◆ PROVIDED TEXT:
---*---

Scientists identify missing source of atmospheric carbonyl sulfide
Study provides better understanding of plants' carbon uptake

Date:
August 6, 2020
Source:
Tokyo Institute of Technology
Summary:
Researchers report that anthropogenic sources of carbonyl sulfide
(OCS), not just oceanic sources, account for much of the missing
source of OCS in the atmosphere. Their findings provide better
context for estimates of global photosynthesis (taking up CO2)
using OCS dynamics.



FULL STORY ========================================================================== Researchers at Tokyo Institute of Technology (Tokyo Tech) report that anthropogenic sources of carbonyl sulfide (OCS), not just oceanic sources, account for much of the missing source of OCS in the atmosphere. Their
findings provide better context for estimates of global photosynthesis
(taking up CO2) using OCS dynamics.


========================================================================== Carbonyl sulfide (OCS) is the most stable and abundant sulfur-containing
gas in the atmosphere. It is derived from both natural and anthropogenic sources and is of key interest to scientists investigating how
much carbon dioxide (CO2) plants take out of the atmosphere for
photosynthesis. Measuring CO2 alone cannot provide estimates of
photosynthesis (taking up CO2) because plants also release CO2 through respiration. In contrast, OCS is taken up like CO2 but is not released
by respiration, and can therefore provide valuable information about
the rate of global photosynthesis.

Understanding the precise OCS budget (the balance of source and sink)
is an ongoing challenge. The most critical point of uncertainty related
to the OCS budget is its missing source. Lack of observational evidence
has so far led to debate about whether the missing OCS source is oceanic
or anthropogenic emission.

---*---

◆ MATERIAL SUPPLIED:
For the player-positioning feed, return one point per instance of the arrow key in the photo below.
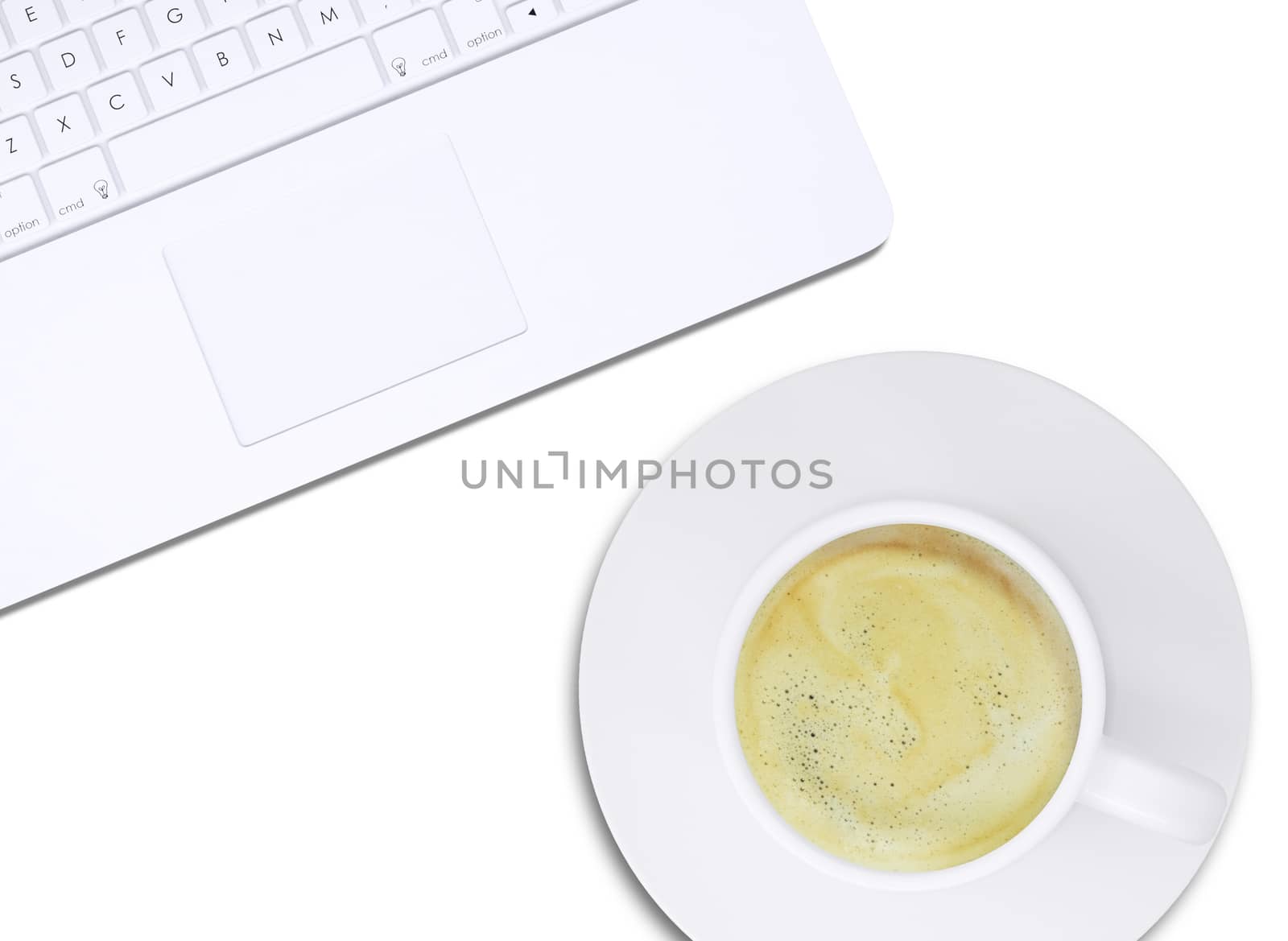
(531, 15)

---*---

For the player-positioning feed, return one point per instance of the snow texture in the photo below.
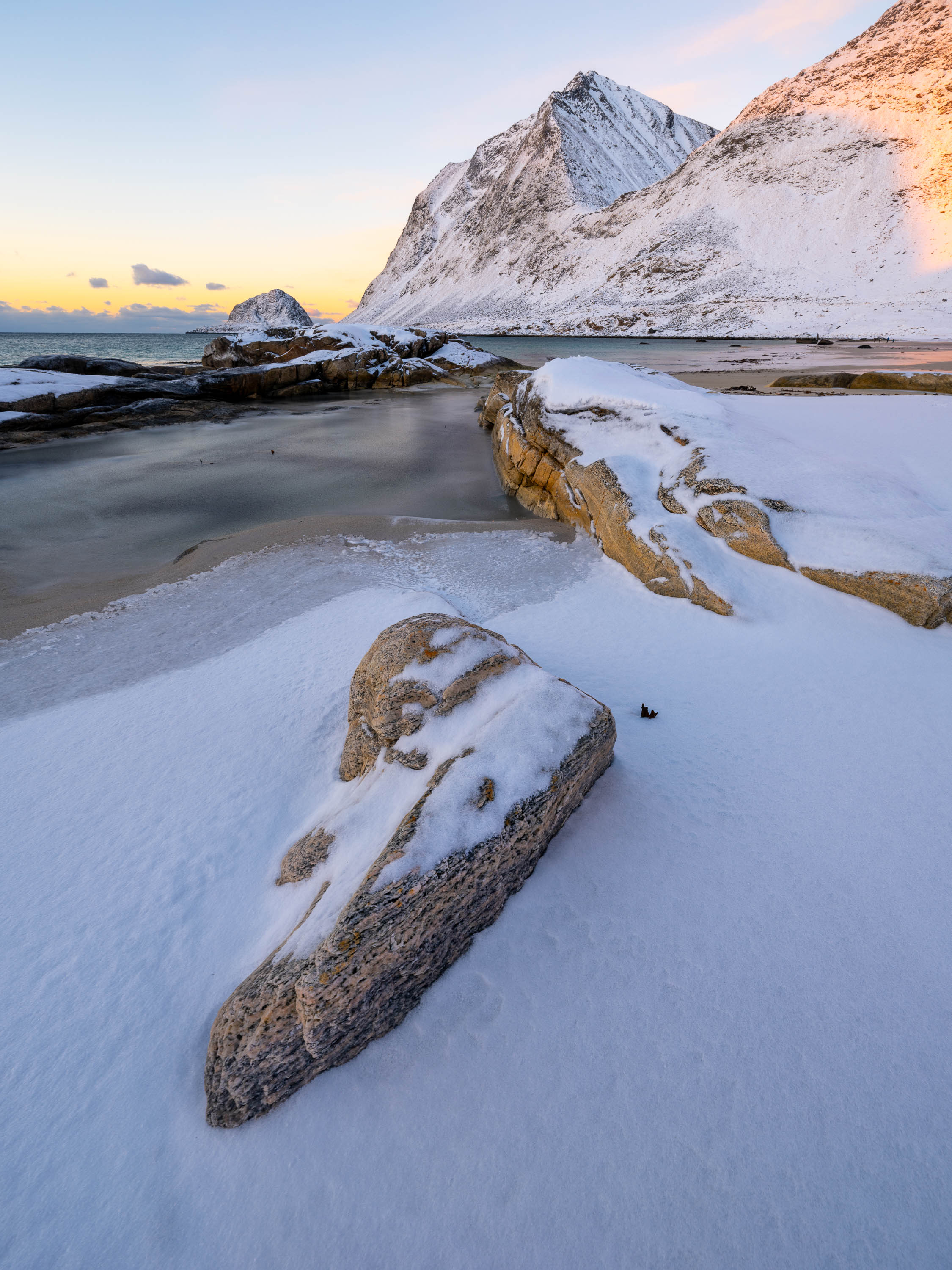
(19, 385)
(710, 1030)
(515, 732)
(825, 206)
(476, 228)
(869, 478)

---*---

◆ DIRECTIVES:
a: Answer these from the carbonyl sulfide article:
(i) Which institution is given as the source of the story?
(ii) What gas is described as the most stable and abundant sulfur-containing gas in the atmosphere?
(iii) What has the lack of observational evidence led to?
b: Duplicate everything in the carbonyl sulfide article from "is an ongoing" down to "or anthropogenic emission.".
The listing comes from a separate source.

◆ RESULTS:
a:
(i) Tokyo Institute of Technology
(ii) Carbonyl sulfide (OCS)
(iii) Debate about whether the missing OCS source is oceanic or anthropogenic emission

b:
is an ongoing challenge. The most critical point of uncertainty related
to the OCS budget is its missing source. Lack of observational evidence
has so far led to debate about whether the missing OCS source is oceanic
or anthropogenic emission.